Fragmento de texto
*-*-*
Cuando el Estado no puede controlar la violencia real, decide combatirla donde no duele: en el juego, el símbolo y el consumo cultural.

En la Ciudad de México, la diputada Rebeca Peralta, del Partido Verde, presentó una iniciativa para prohibir la venta de pistolas de juguete y otros juguetes considerados “bélicos”. En varias notas periodísticas, el alcance es todavía más revelador: pistolas de agua incluidas. No réplicas realistas. No objetos usados para delinquir. Es decir, “armas” de diseños futurísticos y colores chillones que arrojan agua de la llave.

Al mismo tiempo, a nivel federal, se discute —y en algunos casos ya se ha anunciado— un impuesto adicional cercano al 8% a los videojuegos catalogados como violentos, bajo la lógica de que su consumo contribuye a conductas agresivas. Jugar también es sospechoso. Consumir ficción, también.

El patrón es claro.

Cuando el poder no puede con el crimen organizado, con las armas reales, con la impunidad o con la violencia cotidiana, opta por regular lo simbólico. Prohibir juguetes. Gravar videojuegos. Administrar la apariencia del problema para no enfrentar el fondo.

Pensar que una pistola de agua incita a la violencia no es una postura ideológica: es una desconexión profunda con la realidad. La violencia no se aprende en un jardín ni en una “guerra de globos”. Se aprende en contextos rotos, en hogares violentos, en calles dominadas por criminales, en un país donde delinquir es un gran negocio y casi nunca tiene consecuencias.
*-*-*
Extracto de datos

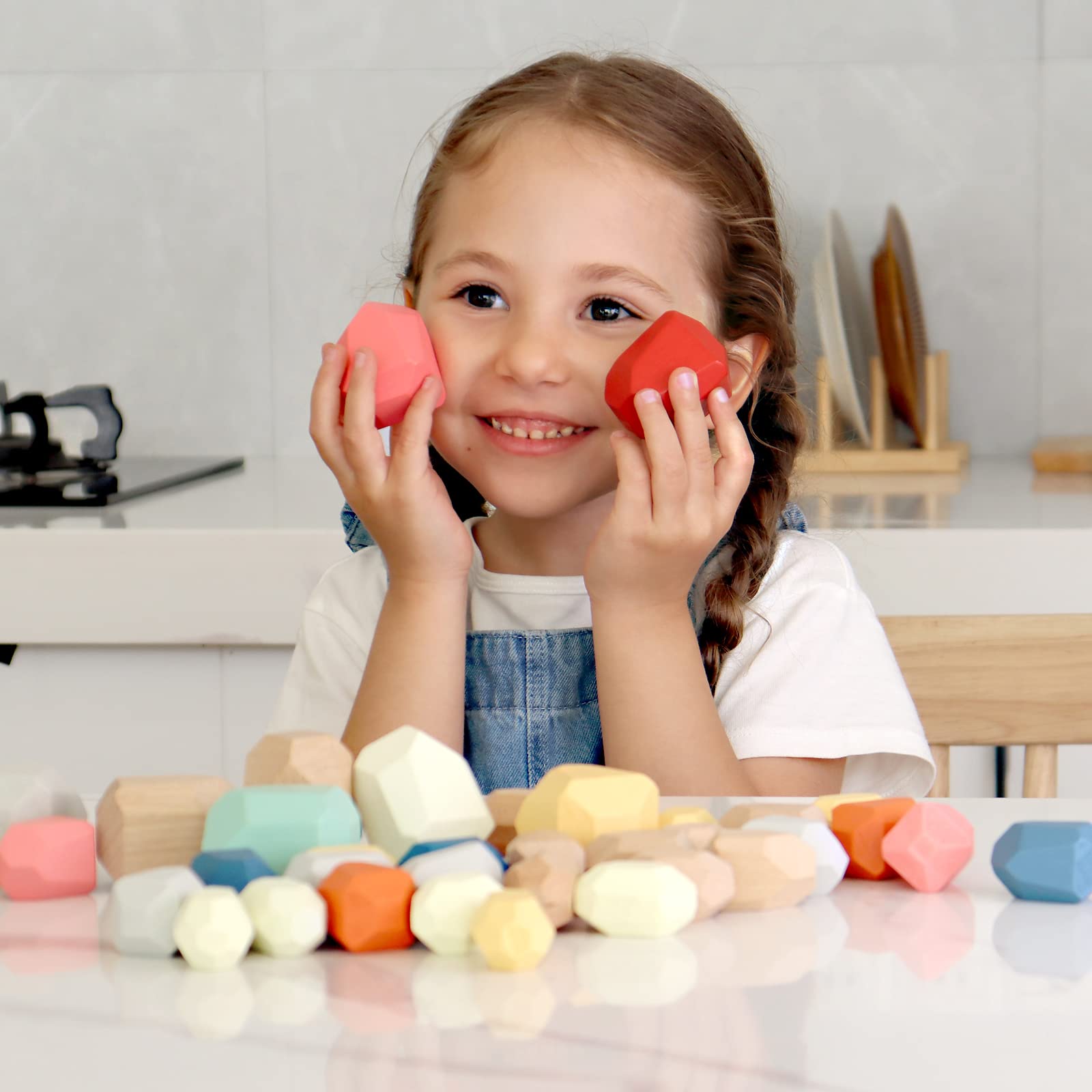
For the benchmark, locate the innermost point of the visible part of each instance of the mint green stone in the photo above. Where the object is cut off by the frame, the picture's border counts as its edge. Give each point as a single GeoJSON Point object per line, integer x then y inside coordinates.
{"type": "Point", "coordinates": [278, 822]}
*-*-*
Instrucciones de tareas
• a. Resume en menos palabras el párrafo del fragmento de texto que empieza con "En la Ciudad de México, la diputada" y conserva sus datos principales.
• b. Según el fragmento de texto, ¿de cuánto sería aproximadamente el impuesto adicional a los videojuegos catalogados como violentos?
• c. Repite sin cambios el pasaje del fragmento de texto que comienza en las palabras "Al mismo tiempo, a" y termina después de "enfrentar el fondo.".
El material no tiene ningún papel aquí.

Respuestas desarrolladas
• a. En la Ciudad de México, la diputada Rebeca Peralta, del Partido Verde, propuso prohibir la venta de pistolas de juguete y otros juguetes considerados "bélicos". Según varias notas periodísticas, la prohibición incluiría pistolas de agua de diseños futurísticos y colores chillones. No se trata de réplicas realistas ni de objetos usados para delinquir.

• b. Cercano al 8%.

• c.
Al mismo tiempo, a nivel federal, se discute —y en algunos casos ya se ha anunciado— un impuesto adicional cercano al 8% a los videojuegos catalogados como violentos, bajo la lógica de que su consumo contribuye a conductas agresivas. Jugar también es sospechoso. Consumir ficción, también.

El patrón es claro.

Cuando el poder no puede con el crimen organizado, con las armas reales, con la impunidad o con la violencia cotidiana, opta por regular lo simbólico. Prohibir juguetes. Gravar videojuegos. Administrar la apariencia del problema para no enfrentar el fondo.